__Data in this exercise__.
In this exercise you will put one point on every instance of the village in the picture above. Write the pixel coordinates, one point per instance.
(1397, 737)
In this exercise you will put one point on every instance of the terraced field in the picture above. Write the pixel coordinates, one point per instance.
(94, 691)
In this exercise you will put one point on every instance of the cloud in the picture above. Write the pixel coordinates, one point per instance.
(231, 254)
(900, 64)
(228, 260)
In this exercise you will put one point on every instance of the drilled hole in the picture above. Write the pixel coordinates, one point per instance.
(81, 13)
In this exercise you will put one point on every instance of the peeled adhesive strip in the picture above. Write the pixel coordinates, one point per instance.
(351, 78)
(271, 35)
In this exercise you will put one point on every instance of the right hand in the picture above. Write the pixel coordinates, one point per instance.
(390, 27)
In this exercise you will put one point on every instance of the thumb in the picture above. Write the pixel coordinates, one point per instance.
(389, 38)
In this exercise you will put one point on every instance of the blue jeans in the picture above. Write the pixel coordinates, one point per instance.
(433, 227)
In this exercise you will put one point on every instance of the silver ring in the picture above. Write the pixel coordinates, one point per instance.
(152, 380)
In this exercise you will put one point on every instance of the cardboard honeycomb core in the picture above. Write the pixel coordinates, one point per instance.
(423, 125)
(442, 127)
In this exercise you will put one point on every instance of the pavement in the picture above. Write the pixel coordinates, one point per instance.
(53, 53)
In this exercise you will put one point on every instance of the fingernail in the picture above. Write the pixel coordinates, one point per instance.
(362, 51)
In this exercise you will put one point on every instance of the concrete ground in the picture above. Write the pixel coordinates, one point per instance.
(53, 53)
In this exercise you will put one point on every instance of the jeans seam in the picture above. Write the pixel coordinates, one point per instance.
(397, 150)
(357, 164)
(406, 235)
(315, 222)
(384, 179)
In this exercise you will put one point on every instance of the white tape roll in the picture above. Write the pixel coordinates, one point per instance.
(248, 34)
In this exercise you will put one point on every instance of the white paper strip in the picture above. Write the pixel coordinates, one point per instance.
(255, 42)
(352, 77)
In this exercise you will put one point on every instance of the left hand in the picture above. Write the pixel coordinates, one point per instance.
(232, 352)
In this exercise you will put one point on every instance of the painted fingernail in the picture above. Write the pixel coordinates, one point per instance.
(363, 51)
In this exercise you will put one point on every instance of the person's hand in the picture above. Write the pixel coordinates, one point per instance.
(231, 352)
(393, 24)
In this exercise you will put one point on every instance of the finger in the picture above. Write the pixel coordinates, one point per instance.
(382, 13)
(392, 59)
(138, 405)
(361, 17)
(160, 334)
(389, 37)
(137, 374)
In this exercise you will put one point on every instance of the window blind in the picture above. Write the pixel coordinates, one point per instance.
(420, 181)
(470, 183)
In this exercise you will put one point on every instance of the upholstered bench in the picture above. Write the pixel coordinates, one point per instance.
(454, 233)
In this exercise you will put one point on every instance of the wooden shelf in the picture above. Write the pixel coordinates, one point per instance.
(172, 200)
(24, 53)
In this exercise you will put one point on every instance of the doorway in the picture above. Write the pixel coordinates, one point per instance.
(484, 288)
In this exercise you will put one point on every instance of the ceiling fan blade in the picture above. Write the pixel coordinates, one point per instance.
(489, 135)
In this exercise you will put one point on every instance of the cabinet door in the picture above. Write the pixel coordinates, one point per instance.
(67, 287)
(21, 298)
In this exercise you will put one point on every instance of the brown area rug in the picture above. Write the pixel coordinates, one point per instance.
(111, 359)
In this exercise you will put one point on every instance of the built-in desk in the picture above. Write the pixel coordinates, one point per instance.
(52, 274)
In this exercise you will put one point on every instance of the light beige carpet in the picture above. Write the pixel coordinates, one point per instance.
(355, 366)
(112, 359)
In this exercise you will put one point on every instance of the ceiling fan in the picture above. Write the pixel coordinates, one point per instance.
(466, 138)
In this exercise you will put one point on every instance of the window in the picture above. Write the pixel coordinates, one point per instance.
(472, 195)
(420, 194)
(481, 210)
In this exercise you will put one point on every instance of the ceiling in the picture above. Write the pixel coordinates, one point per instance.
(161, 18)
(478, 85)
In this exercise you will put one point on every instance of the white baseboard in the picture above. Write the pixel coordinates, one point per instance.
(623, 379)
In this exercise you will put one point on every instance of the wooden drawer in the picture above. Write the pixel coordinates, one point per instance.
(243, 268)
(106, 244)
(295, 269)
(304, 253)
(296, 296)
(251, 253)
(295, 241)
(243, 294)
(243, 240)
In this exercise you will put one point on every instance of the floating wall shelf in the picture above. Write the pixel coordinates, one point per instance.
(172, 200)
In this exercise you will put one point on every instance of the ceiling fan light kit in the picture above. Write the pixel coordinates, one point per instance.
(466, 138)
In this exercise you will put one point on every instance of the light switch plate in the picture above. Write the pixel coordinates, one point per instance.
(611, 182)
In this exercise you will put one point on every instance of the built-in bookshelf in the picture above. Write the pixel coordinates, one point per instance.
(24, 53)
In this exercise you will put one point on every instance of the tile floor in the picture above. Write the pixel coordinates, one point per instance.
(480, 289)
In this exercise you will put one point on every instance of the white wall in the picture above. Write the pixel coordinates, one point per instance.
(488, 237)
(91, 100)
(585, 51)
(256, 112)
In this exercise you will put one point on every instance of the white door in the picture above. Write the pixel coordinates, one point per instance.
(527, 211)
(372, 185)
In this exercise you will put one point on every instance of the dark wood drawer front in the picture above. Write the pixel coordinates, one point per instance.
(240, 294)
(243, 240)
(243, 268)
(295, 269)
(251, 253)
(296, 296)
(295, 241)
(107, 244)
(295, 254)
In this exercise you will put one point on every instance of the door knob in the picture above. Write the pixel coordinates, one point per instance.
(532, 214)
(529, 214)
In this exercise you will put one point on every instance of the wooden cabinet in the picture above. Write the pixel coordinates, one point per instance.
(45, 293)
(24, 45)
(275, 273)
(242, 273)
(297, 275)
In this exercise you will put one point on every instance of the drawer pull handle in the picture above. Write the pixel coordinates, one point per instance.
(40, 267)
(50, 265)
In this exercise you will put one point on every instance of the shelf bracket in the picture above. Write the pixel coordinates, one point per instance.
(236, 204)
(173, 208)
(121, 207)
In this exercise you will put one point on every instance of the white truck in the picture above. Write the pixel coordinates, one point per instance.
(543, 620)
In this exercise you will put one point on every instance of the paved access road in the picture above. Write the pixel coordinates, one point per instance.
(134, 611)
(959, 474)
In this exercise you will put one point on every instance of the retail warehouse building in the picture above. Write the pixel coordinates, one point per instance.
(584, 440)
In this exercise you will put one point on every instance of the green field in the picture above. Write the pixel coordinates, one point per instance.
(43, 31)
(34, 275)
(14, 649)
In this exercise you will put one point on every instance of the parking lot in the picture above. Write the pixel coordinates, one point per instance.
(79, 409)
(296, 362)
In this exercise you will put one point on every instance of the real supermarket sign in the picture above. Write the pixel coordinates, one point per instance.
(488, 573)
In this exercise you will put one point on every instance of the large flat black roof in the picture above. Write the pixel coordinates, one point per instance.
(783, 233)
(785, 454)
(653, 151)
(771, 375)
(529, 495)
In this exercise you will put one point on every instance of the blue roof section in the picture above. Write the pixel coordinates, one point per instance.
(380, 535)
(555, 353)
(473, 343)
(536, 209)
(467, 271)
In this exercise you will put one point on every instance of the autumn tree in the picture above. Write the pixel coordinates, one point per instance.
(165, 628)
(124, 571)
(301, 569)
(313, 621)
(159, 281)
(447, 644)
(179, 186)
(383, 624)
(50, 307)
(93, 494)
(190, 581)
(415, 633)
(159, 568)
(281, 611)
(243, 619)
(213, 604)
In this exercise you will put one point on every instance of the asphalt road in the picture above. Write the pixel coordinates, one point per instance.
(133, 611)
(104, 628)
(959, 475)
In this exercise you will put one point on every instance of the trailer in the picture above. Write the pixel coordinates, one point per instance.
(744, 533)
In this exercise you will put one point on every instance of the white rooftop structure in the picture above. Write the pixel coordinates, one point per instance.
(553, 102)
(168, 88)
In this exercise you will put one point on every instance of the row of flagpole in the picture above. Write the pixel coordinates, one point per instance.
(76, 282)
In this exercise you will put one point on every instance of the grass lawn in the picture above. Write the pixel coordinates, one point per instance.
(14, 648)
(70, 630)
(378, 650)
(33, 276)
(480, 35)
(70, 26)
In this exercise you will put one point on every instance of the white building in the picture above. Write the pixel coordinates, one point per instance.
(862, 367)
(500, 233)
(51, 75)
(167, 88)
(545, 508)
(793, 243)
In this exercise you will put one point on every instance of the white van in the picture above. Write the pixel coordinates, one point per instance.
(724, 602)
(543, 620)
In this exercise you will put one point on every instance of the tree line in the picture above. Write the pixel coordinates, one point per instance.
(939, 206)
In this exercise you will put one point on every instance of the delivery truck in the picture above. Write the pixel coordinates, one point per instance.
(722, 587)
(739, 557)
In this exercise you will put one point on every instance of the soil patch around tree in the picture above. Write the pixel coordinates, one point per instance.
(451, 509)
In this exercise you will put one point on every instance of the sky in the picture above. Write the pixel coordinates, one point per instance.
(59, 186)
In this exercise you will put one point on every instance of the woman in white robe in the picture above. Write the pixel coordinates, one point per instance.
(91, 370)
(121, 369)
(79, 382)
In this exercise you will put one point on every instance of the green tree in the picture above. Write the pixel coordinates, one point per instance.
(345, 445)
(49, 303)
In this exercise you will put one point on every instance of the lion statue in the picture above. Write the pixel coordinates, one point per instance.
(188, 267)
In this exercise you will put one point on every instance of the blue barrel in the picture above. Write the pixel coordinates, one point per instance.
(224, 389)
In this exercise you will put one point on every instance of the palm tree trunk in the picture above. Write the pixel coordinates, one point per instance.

__Required action__.
Please repeat, exactly and only, the lines from the one containing "the blue barrel" through the last line of the records, both included.

__Answer space__.
In this exercise you will put one point on every instance of the blue barrel in the picture above. Write the pixel coordinates, one point per instance.
(224, 389)
In this exercise you will put one point on every instance of the palm tree trunk in the picture above. Write the pixel coordinates, one point per instance.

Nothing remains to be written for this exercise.